INSTRUCTIONS FOR THE TASK:
Your answer should contain every line of the records, transcribed word for word.
*** INFORMATION SHOWN ***
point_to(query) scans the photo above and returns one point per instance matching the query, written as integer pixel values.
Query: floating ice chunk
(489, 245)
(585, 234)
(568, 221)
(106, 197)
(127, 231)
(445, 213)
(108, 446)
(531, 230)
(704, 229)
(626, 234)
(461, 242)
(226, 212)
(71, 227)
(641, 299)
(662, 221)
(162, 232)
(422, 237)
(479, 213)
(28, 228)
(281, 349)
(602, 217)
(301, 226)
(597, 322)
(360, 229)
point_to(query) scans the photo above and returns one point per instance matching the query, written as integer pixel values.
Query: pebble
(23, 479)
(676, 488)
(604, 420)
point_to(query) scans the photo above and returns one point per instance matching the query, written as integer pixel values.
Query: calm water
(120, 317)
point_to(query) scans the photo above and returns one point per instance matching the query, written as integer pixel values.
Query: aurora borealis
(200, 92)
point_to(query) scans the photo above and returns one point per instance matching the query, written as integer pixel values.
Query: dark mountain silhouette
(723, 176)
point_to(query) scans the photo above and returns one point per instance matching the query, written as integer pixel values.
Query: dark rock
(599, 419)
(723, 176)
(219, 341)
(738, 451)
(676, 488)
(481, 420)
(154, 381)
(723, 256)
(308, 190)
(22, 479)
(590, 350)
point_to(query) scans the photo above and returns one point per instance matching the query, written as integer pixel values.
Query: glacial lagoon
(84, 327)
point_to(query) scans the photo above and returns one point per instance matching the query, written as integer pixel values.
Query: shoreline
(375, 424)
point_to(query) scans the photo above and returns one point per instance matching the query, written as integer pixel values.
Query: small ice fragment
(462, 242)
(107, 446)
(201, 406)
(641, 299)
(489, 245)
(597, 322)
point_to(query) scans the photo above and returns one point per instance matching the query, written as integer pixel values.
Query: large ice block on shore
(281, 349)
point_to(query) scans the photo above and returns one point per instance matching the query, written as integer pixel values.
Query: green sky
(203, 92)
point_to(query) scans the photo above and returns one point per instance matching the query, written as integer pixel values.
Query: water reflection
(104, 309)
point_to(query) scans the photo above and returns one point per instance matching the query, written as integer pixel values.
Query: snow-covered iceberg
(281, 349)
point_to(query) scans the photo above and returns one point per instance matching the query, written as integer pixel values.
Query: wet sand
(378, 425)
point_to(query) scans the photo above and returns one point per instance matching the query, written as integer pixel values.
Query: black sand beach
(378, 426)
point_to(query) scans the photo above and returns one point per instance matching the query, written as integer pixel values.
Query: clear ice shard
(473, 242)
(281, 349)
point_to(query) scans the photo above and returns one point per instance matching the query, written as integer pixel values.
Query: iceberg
*** End of INFORMATION SHOWN ***
ANSWER SPACE:
point_to(query) scans the photo above and returns one point per instance matching the query, written as integer pixel values.
Query: floating ice chunk
(489, 245)
(585, 234)
(568, 221)
(106, 197)
(127, 231)
(445, 213)
(108, 446)
(531, 230)
(704, 229)
(626, 234)
(461, 242)
(226, 212)
(71, 227)
(641, 299)
(662, 221)
(162, 232)
(422, 237)
(479, 213)
(28, 228)
(281, 349)
(602, 217)
(301, 226)
(597, 322)
(360, 229)
point_to(query) scans the photo above and returns one point per instance matching the query, written as integer pixel values.
Query: pebble
(23, 479)
(676, 488)
(604, 420)
point_to(query) scans the photo above and returns one point per instance matching the query, written as integer pixel values.
Query: calm water
(120, 317)
point_to(query) scans the photo above and returns one point per instance matching the query, written as integer pixel values.
Query: aurora borealis
(200, 92)
point_to(query) scans the photo above and returns one point per instance matching the query, written as integer pixel values.
Query: dark mountain silhouette
(723, 176)
point_to(query) scans the photo above and returns one point per instance matching the query, written as integer pixel values.
Query: dark rock
(599, 419)
(723, 176)
(219, 341)
(738, 451)
(676, 488)
(481, 420)
(154, 381)
(723, 256)
(308, 190)
(22, 479)
(590, 350)
point_to(query) scans the photo above and returns one point per instance matching the query, written as integer pixel values.
Query: glacial lagoon
(84, 327)
point_to(query) scans the photo above and returns one point per instance matching the query, written as integer pixel values.
Query: shoreline
(375, 424)
point_to(query) scans the photo above and returns one point per instance matching the query, written as integer pixel values.
Query: small ice fragment
(462, 242)
(107, 446)
(201, 406)
(641, 299)
(489, 245)
(597, 322)
point_to(query) scans the photo above and returns one point per instance matching the query, written as integer pixel values.
Query: large ice block on shore
(281, 349)
point_to(query) scans the photo above and returns one point per instance matching the query, written as integer pixel values.
Query: green sky
(203, 92)
point_to(query) scans the photo above and returns one point per instance matching the query, written as integer pixel values.
Query: water reflection
(104, 309)
point_to(query) scans the photo above and returns one point per instance matching the query, written as integer pixel values.
Query: snow-covered iceberg
(281, 349)
point_to(query) scans the photo above and returns one point per instance matching the query, written as integer pixel values.
Query: wet sand
(378, 425)
point_to(query) scans the photo above and returns one point per instance matching the query, written as integer pixel values.
Query: black sand beach
(378, 426)
point_to(query) scans the photo above and returns one point per instance matching the query, written as integer pixel values.
Query: clear ice shard
(473, 242)
(281, 349)
point_to(query) scans the photo above and returns one point per instance matching the query, written as integer pixel values.
Query: iceberg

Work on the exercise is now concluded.